DATA EXTRACTS:
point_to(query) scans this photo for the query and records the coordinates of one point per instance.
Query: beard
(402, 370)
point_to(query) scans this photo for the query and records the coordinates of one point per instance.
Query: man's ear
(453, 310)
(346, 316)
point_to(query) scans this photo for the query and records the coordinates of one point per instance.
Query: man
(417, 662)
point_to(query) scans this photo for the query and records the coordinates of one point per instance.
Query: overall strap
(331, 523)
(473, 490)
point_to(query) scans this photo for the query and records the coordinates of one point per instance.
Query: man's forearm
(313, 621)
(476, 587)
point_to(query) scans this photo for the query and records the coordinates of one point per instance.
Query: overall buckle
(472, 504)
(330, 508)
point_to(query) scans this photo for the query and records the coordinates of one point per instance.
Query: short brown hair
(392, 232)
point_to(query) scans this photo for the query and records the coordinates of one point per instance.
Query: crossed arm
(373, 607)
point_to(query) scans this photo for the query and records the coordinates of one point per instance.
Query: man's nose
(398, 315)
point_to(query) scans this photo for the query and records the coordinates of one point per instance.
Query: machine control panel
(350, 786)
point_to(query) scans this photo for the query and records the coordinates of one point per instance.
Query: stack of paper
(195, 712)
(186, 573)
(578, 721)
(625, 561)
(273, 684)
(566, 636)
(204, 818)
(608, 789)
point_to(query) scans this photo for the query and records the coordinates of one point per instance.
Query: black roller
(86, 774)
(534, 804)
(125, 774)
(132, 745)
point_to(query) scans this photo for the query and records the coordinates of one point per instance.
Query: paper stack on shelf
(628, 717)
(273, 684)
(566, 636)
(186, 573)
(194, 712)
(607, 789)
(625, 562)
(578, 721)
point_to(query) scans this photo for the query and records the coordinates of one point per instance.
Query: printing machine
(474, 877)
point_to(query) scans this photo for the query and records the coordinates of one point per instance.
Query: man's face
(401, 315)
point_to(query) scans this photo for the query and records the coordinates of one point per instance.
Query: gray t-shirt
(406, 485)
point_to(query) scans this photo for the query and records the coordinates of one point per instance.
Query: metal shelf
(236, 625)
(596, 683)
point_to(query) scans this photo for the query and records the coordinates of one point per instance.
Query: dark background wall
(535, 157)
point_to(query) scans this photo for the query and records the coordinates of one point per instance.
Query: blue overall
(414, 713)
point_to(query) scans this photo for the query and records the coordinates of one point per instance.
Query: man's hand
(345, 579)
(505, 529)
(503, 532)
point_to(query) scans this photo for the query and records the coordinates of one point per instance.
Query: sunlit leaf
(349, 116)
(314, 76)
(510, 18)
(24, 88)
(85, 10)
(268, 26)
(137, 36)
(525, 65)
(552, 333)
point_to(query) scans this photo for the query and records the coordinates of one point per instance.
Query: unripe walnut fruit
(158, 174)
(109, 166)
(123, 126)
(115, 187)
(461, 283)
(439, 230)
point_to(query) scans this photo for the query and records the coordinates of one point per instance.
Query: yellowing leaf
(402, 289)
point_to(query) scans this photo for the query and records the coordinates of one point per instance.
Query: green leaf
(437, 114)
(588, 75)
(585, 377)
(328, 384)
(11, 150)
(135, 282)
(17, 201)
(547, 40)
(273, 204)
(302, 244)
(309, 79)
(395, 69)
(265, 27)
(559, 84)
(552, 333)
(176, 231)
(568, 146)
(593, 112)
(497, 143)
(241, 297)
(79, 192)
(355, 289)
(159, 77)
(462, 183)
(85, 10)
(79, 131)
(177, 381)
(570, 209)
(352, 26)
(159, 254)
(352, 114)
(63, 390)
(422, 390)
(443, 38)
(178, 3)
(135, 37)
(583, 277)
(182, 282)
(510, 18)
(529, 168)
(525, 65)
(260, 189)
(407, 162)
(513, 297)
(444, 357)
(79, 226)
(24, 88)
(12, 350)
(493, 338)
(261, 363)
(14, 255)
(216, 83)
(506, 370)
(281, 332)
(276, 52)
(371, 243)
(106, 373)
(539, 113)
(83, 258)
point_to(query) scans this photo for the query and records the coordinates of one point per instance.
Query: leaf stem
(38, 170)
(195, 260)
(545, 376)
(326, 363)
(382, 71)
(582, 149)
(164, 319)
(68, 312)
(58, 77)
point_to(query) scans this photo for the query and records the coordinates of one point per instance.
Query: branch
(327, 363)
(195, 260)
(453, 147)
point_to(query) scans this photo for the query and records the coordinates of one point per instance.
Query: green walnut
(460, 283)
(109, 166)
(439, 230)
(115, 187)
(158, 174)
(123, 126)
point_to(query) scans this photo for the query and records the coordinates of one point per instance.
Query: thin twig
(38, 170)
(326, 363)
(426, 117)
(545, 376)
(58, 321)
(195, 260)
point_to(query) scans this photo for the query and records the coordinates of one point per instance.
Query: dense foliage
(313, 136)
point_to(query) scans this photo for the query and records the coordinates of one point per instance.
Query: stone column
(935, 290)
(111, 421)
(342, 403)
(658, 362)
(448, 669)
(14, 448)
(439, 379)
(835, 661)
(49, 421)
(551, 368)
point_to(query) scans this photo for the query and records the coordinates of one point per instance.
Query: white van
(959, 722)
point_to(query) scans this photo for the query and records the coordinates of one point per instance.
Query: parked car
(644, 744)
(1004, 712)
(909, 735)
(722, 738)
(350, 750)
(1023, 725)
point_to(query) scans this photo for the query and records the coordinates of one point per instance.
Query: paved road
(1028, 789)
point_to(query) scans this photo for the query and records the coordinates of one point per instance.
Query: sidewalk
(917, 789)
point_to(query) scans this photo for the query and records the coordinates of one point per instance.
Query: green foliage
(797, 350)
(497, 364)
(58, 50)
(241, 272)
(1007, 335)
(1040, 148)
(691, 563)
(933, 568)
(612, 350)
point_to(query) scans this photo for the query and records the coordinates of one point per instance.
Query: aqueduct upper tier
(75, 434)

PROBLEM REQUIREMENTS:
Output all of the material exactly.

FINISHED TASK:
point_to(query) scans this photo for the query and records the coordinates of one point per instance.
Query: beard
(402, 370)
point_to(query) scans this photo for the query and records the coordinates of one point per instance.
Query: man's ear
(453, 310)
(346, 316)
point_to(query) scans this photo for the query and records the coordinates of one point per instance.
Query: man
(417, 662)
point_to(query) scans this photo for the query and records the coordinates of one point per instance.
Query: overall strap
(331, 523)
(473, 490)
point_to(query) scans this photo for the query and records the coordinates of one point per instance.
Query: man's forearm
(313, 621)
(476, 587)
point_to(query) scans this photo for the query and records the coordinates of one point per instance.
Query: overall buckle
(472, 504)
(330, 508)
point_to(query) scans this photo for the query and records the coordinates of one point per instance.
Query: short brown hair
(392, 232)
point_to(query) scans this photo for the query and records the coordinates of one point per instance.
Query: crossed arm
(373, 607)
point_to(query) scans this photo for the query and records the coordinates of one point per instance.
Query: man's nose
(398, 315)
point_to(query) scans this photo for the query and records the coordinates of one point per instance.
Query: machine control panel
(350, 786)
point_to(query) scans this photo for the query and records the coordinates of one point per instance.
Query: stack of paper
(195, 712)
(186, 573)
(578, 721)
(625, 561)
(273, 684)
(566, 636)
(204, 818)
(608, 789)
point_to(query) scans this photo for the query and records the coordinates of one point per instance.
Query: black roller
(86, 774)
(534, 804)
(125, 774)
(132, 745)
point_to(query) scans this photo for the query and records the coordinates of one point per instance.
Query: paper stack on shelf
(628, 717)
(273, 684)
(566, 636)
(186, 573)
(194, 712)
(607, 789)
(625, 562)
(578, 721)
point_to(query) scans this photo for the query and records the coordinates of one point per instance.
Query: printing machine
(474, 877)
point_to(query) scans this photo for the query and records the coordinates of one point per instance.
Query: man's face
(401, 315)
point_to(query) scans this photo for the query and records the coordinates of one point per instance.
Query: gray t-shirt
(406, 485)
point_to(query) scans this photo for the query and records the coordinates of one point per instance.
Query: metal shelf
(236, 625)
(596, 683)
point_to(query) scans this photo for the query and records the coordinates of one point per instance.
Query: dark background wall
(535, 157)
point_to(query) scans this photo for the query and records the coordinates of one point per instance.
Query: blue overall
(414, 713)
point_to(query) scans this photo for the query and records the coordinates of one point per instance.
Query: man's hand
(345, 579)
(505, 529)
(503, 532)
point_to(query) scans this photo for the query and records the coordinates of one point per instance.
Query: sunlit leaf
(349, 116)
(314, 76)
(510, 18)
(24, 88)
(85, 10)
(268, 26)
(137, 36)
(525, 65)
(552, 333)
point_to(query) scans this photo for the query and records the coordinates of one point per instance.
Query: unripe walnut fruit
(158, 174)
(109, 166)
(123, 126)
(115, 187)
(461, 283)
(439, 230)
point_to(query) scans this photo for the query and records the coordinates of one point per instance.
Query: yellowing leaf
(402, 289)
point_to(query) scans this photo for the query and records the coordinates of one point per instance.
Query: green leaf
(437, 114)
(588, 75)
(585, 377)
(328, 384)
(11, 150)
(135, 282)
(17, 201)
(547, 40)
(273, 204)
(302, 244)
(309, 79)
(395, 69)
(265, 27)
(559, 84)
(552, 333)
(176, 231)
(568, 146)
(593, 112)
(497, 143)
(241, 297)
(79, 192)
(355, 289)
(159, 77)
(462, 183)
(85, 10)
(79, 131)
(177, 381)
(570, 209)
(352, 26)
(159, 254)
(352, 114)
(63, 390)
(422, 390)
(443, 38)
(178, 3)
(135, 37)
(583, 277)
(182, 282)
(510, 18)
(529, 168)
(525, 65)
(260, 189)
(407, 162)
(513, 297)
(444, 357)
(79, 226)
(24, 88)
(12, 350)
(493, 338)
(261, 363)
(14, 255)
(216, 83)
(506, 370)
(281, 332)
(276, 52)
(371, 243)
(106, 373)
(539, 113)
(83, 258)
point_to(query) scans this photo for the query and records the coordinates of one point per instance.
Query: leaf stem
(38, 170)
(195, 260)
(545, 376)
(326, 363)
(382, 71)
(582, 149)
(164, 319)
(68, 312)
(58, 77)
point_to(query) scans this photo for the query and records the coordinates of one point per instance.
Query: branch
(327, 363)
(195, 260)
(453, 147)
point_to(query) scans this photo for the query and records the coordinates of one point per instance.
Query: green walnut
(460, 283)
(109, 166)
(439, 230)
(115, 187)
(158, 174)
(123, 126)
point_to(query) scans this photo for the query and records the coordinates of one point per instance.
Query: thin twig
(38, 170)
(326, 363)
(426, 117)
(545, 376)
(58, 321)
(195, 260)
point_to(query) scans this photo for the query and records the coordinates of one point per instance.
Query: dense foliage
(313, 136)
point_to(query) scans this photo for the query and records the coordinates of one point per instance.
Query: stone column
(935, 290)
(111, 421)
(342, 403)
(658, 362)
(448, 669)
(14, 448)
(439, 379)
(835, 661)
(49, 421)
(551, 368)
point_to(query) scans this photo for the query and records the coordinates of one point per instance.
Query: white van
(959, 722)
point_to(query) scans this photo for the query and records the coordinates of one point per instance.
Query: parked car
(644, 744)
(1004, 712)
(909, 735)
(722, 738)
(350, 750)
(1023, 725)
point_to(query) scans this photo for the query and records the coordinates of one point per instance.
Query: paved road
(1028, 789)
point_to(query) scans this photo for the query and records the coordinates of one point per instance.
Query: sidewalk
(917, 789)
point_to(query) scans this photo for the query and records the coordinates of one point per instance.
Query: green foliage
(797, 350)
(497, 364)
(58, 50)
(241, 272)
(1007, 335)
(1040, 148)
(691, 563)
(933, 568)
(612, 350)
point_to(query) scans this photo for the query and records the coordinates of one point per instance.
Query: aqueduct upper tier
(75, 434)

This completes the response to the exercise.